Top of PASSAGE FOR REVIEW

RECORDED conversations with families of patients on ventilation in intensive-care units are helping medical staff in a hospital in the United States connect with their patients and provide more personal treatment.
A lay chaplain at John Hopkins Hospital, in Maryland, Elizabeth Tracey, says that the project emerged from conversations with doctors and nurses treating Covid-19 patients who were intubated and unable to speak. As no relatives were present, staff were unable to gain any insights into the patients, and felt disconnected from them, which made it harder to make decisions about their care.
She said that one staff member told her: “All of my patients are intubated, sedated, and often prone, and there’s no family telling me their story. I have no idea who they are.”
Ms Tracey began contacting the relatives and loved ones of patients who were sedated and on ventilation, and recording conversations with them, which were then edited down to about two minutes for clinical staff to listen in.
Conversations often begin with talking about pets, but go on to cover hobbies, personality traits, favourite foods, and relationships. Relatives are also asked what they would like to say to the patient.
The audio file is then kept with the patient’s electronic record; so any member of the patient’s care team can listen to it.
A former broadcast journalist, Ms Tracey told the Episcopal News Service: “Audio files work really well because the clinician can multitask while listening. They can chart, for example, while they hear the patient’s story. Clinicians are already deluged with text-based material.”

Bottom of PASSAGE FOR REVIEW

> **STUDY QUESTIONS**:
1 > Translate into Spanish this sentence from the article on recorded family conversations for ventilated patients: "Conversations often begin with talking about pets, but go on to cover hobbies, personality traits, favourite foods, and relationships."
2 > Proceed with the article on recorded family conversations for ventilated patients, writing on from its final sentence.

Top of DATA FOR ANALYSIS

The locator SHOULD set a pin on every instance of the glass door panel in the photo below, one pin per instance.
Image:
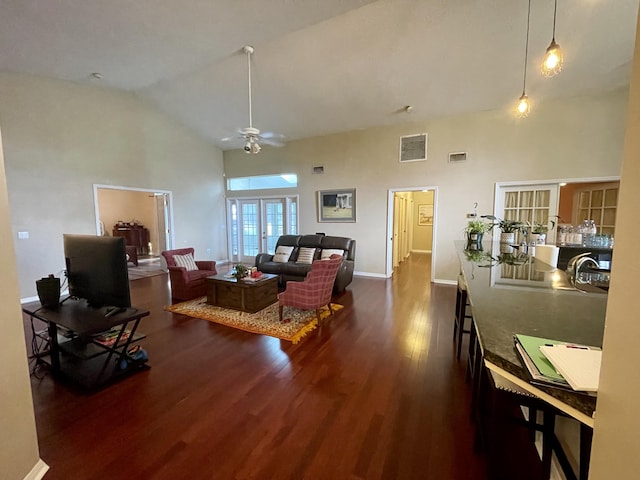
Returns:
(255, 225)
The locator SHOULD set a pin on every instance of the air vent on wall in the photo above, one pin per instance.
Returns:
(457, 157)
(413, 148)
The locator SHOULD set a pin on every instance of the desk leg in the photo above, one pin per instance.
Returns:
(586, 437)
(54, 349)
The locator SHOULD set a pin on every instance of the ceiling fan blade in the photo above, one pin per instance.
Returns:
(272, 135)
(273, 143)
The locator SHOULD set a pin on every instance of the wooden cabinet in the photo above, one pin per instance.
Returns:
(134, 235)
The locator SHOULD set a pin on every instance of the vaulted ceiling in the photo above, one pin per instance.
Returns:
(320, 66)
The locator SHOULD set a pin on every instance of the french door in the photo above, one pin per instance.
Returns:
(257, 223)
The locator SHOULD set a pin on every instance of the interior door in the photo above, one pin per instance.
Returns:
(248, 234)
(256, 226)
(273, 222)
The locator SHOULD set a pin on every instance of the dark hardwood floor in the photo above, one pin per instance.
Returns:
(375, 393)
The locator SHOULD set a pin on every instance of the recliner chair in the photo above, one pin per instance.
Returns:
(186, 282)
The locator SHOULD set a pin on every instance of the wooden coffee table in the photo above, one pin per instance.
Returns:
(242, 295)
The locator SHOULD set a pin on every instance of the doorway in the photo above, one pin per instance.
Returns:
(149, 208)
(411, 225)
(256, 223)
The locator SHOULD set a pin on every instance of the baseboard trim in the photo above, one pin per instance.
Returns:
(38, 471)
(367, 274)
(442, 281)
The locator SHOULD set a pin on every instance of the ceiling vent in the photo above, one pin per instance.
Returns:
(413, 148)
(457, 157)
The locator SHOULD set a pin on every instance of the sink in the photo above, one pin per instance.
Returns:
(597, 279)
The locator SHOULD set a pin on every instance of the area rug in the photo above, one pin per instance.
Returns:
(146, 268)
(295, 325)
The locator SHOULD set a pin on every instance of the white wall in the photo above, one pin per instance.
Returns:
(422, 234)
(580, 137)
(18, 440)
(616, 440)
(60, 138)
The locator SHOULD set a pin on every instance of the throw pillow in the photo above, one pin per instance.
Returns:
(327, 252)
(185, 261)
(282, 254)
(306, 255)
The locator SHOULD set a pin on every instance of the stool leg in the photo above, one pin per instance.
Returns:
(462, 314)
(456, 315)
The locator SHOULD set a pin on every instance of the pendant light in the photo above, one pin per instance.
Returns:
(552, 61)
(524, 105)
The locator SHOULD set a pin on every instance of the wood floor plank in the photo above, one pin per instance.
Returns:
(374, 393)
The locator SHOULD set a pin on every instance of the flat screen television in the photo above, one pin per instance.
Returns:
(97, 270)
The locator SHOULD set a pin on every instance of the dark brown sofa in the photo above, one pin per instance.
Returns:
(293, 270)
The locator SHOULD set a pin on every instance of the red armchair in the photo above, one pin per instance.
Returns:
(188, 284)
(315, 291)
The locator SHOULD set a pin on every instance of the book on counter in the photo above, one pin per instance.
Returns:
(538, 366)
(533, 353)
(578, 364)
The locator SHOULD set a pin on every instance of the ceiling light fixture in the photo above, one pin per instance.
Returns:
(524, 105)
(552, 61)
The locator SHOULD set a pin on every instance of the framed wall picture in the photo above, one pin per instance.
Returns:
(337, 205)
(425, 214)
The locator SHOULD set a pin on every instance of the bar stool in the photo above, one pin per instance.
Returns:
(460, 316)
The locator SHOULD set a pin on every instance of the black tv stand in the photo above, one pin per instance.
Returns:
(81, 357)
(111, 311)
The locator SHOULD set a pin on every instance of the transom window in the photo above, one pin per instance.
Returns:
(263, 182)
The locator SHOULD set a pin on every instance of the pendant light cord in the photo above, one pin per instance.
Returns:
(249, 69)
(526, 51)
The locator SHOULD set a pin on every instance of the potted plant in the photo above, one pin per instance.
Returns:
(240, 271)
(508, 228)
(475, 230)
(539, 231)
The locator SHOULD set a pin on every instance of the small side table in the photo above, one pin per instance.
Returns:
(132, 254)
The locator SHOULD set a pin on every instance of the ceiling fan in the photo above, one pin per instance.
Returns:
(253, 138)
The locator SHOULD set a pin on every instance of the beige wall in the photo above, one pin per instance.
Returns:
(129, 206)
(18, 440)
(61, 138)
(580, 137)
(422, 234)
(616, 440)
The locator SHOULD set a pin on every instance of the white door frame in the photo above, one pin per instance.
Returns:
(169, 211)
(390, 211)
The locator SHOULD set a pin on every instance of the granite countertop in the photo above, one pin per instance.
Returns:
(522, 295)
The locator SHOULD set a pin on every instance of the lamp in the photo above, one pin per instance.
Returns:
(252, 146)
(524, 105)
(552, 61)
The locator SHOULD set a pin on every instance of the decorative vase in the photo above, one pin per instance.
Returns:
(508, 237)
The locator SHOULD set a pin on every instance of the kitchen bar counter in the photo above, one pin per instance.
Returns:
(530, 298)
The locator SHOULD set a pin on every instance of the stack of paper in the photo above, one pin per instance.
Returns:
(578, 364)
(538, 366)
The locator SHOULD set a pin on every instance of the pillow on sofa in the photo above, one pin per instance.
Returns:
(327, 252)
(282, 254)
(185, 261)
(306, 255)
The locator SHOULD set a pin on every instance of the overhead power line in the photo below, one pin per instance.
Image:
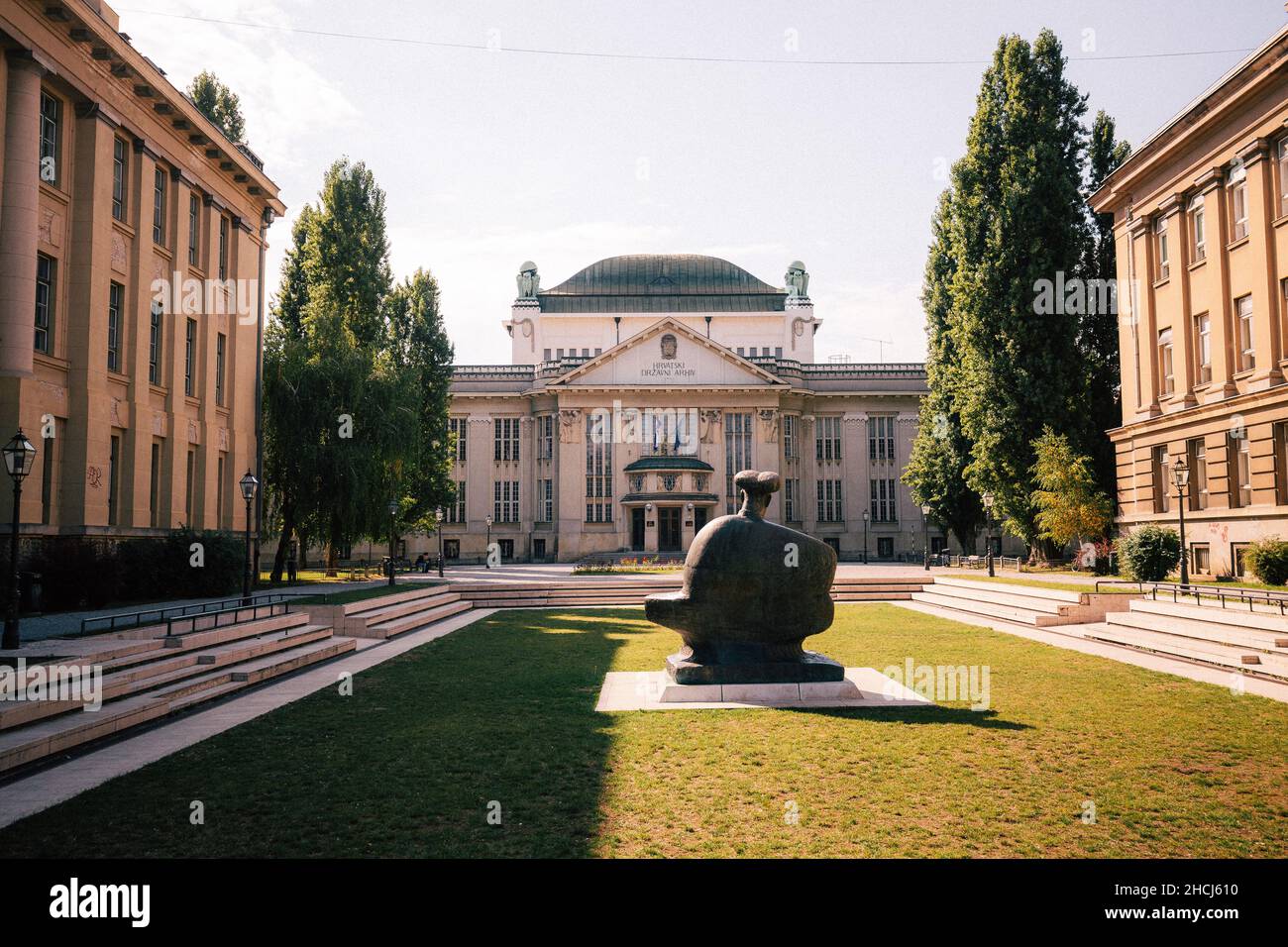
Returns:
(648, 56)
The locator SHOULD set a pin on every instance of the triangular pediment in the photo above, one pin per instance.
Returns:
(669, 354)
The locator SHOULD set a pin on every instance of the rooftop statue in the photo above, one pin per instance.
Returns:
(528, 281)
(752, 592)
(798, 279)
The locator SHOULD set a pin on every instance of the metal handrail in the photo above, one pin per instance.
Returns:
(156, 616)
(1179, 591)
(233, 612)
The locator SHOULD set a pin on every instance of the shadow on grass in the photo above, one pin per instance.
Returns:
(984, 719)
(496, 719)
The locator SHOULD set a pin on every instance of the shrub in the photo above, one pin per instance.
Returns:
(89, 573)
(1267, 560)
(1147, 553)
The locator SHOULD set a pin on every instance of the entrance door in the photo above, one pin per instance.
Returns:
(669, 528)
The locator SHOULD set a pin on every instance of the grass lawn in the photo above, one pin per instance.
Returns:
(503, 710)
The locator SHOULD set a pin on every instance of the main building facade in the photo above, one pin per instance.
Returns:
(1201, 226)
(640, 385)
(132, 240)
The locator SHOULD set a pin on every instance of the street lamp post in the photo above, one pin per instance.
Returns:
(1181, 474)
(925, 519)
(438, 513)
(249, 484)
(393, 515)
(18, 459)
(988, 530)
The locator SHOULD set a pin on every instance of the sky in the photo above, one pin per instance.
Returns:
(492, 157)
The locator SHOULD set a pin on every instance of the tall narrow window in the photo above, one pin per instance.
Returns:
(51, 121)
(505, 438)
(115, 298)
(1160, 470)
(44, 304)
(828, 495)
(1163, 265)
(1237, 188)
(119, 158)
(1243, 333)
(193, 228)
(881, 437)
(458, 427)
(1197, 451)
(114, 460)
(220, 346)
(188, 480)
(219, 492)
(47, 474)
(1237, 463)
(599, 468)
(1203, 348)
(456, 509)
(1280, 445)
(159, 192)
(223, 247)
(1198, 228)
(189, 359)
(155, 344)
(827, 438)
(1166, 369)
(546, 499)
(1283, 175)
(505, 501)
(155, 487)
(737, 454)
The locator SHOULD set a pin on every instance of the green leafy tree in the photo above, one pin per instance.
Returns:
(219, 103)
(1068, 497)
(940, 451)
(1019, 219)
(356, 379)
(1149, 552)
(1098, 331)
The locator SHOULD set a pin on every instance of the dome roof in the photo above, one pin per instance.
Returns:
(662, 282)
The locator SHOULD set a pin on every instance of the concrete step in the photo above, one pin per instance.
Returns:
(59, 733)
(1004, 596)
(1194, 650)
(988, 609)
(1214, 613)
(274, 665)
(1059, 595)
(236, 631)
(374, 604)
(402, 624)
(1199, 629)
(874, 595)
(376, 616)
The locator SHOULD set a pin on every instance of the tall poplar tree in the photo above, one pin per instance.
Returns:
(1019, 218)
(936, 468)
(1098, 335)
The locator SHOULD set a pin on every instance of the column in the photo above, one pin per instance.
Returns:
(18, 214)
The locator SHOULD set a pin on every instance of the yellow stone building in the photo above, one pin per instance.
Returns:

Bottom of DATA FOR ANALYSIS

> **ANSWERS IN ORDER**:
1 > Las conversaciones suelen comenzar hablando de mascotas, pero luego abarcan aficiones, rasgos de personalidad, comidas favoritas y relaciones.

2 >
Nurses and doctors have told her that they feel more connected to their patients after listening to the clips.
The project, This Is My Story (TIMS), has developed, and is now being used in other hospital departments, and is also available in languages other than English. The interviews are recorded by chaplains, and medical students help to edit them.
Even though visitor restrictions have been eased in hospitals, the recordings are continuing, Ms Tracey said. “Visitor restrictions are relaxed a bit, relative to how they were when we had a lot of acute Covid in the hospital, but TIMS is still very useful even when loved ones are present. They don’t want to be telling the patient’s story again and again, and the hospital operates 24/7; so other shifts also get a chance to learn about the patient.”
She said that the project had helped to ensure that the human connection between patient and doctor was not lost during the pandemic.